## Assignment
Where a line below contains "rock", count it. Reply with the total only.

## Task inputs
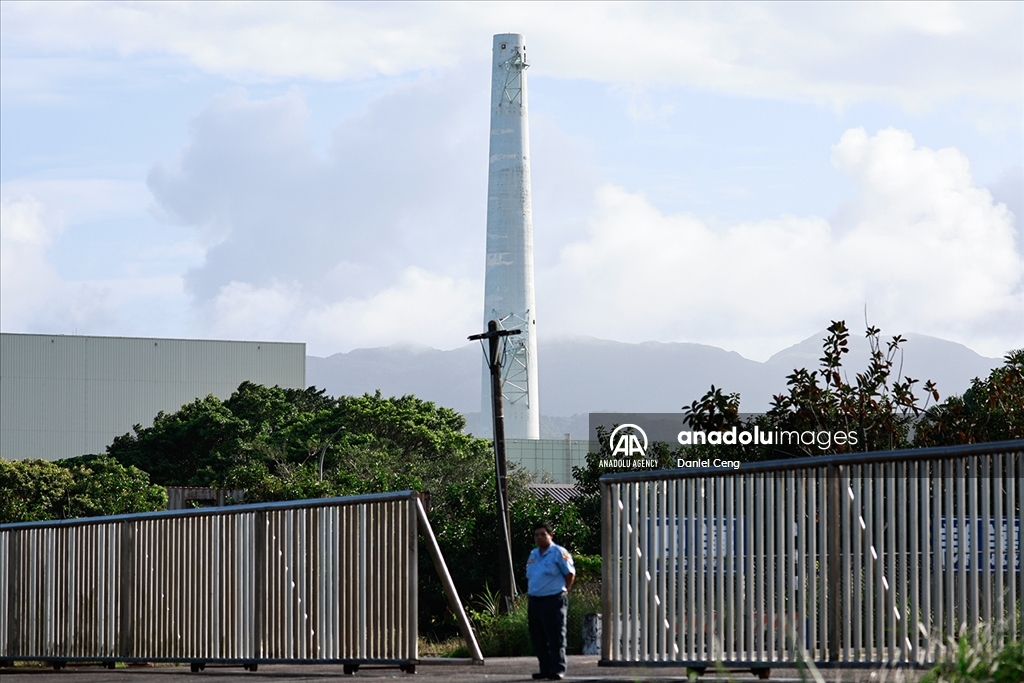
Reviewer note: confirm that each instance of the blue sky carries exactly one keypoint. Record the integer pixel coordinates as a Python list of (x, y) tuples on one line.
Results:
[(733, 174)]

* * *

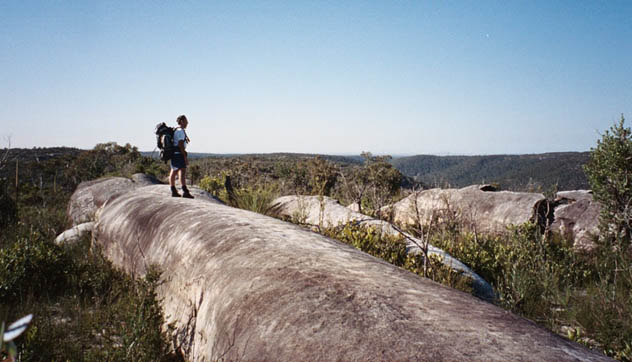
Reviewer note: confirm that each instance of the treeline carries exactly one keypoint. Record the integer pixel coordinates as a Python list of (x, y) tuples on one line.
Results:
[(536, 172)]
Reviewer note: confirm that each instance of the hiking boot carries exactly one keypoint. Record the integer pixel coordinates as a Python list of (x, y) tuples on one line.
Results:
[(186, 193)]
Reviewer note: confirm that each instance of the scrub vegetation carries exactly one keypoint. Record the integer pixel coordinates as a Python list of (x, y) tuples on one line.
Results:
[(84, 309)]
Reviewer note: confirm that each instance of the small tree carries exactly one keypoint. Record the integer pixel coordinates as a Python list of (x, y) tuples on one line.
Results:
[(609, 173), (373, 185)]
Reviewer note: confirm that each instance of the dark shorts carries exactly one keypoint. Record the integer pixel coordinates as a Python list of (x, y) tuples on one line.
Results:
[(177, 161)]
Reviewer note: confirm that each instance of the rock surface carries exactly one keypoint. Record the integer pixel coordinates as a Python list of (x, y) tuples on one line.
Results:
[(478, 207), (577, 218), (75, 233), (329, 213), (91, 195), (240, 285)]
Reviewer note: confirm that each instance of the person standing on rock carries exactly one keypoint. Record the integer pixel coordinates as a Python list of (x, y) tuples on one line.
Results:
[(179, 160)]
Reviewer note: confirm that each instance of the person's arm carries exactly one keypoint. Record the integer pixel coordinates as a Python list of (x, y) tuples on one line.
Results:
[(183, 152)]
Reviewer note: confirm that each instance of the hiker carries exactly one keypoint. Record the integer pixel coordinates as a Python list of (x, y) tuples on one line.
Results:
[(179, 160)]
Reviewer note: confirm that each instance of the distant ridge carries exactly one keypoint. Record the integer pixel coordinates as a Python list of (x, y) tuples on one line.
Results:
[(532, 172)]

## Completed exercise
2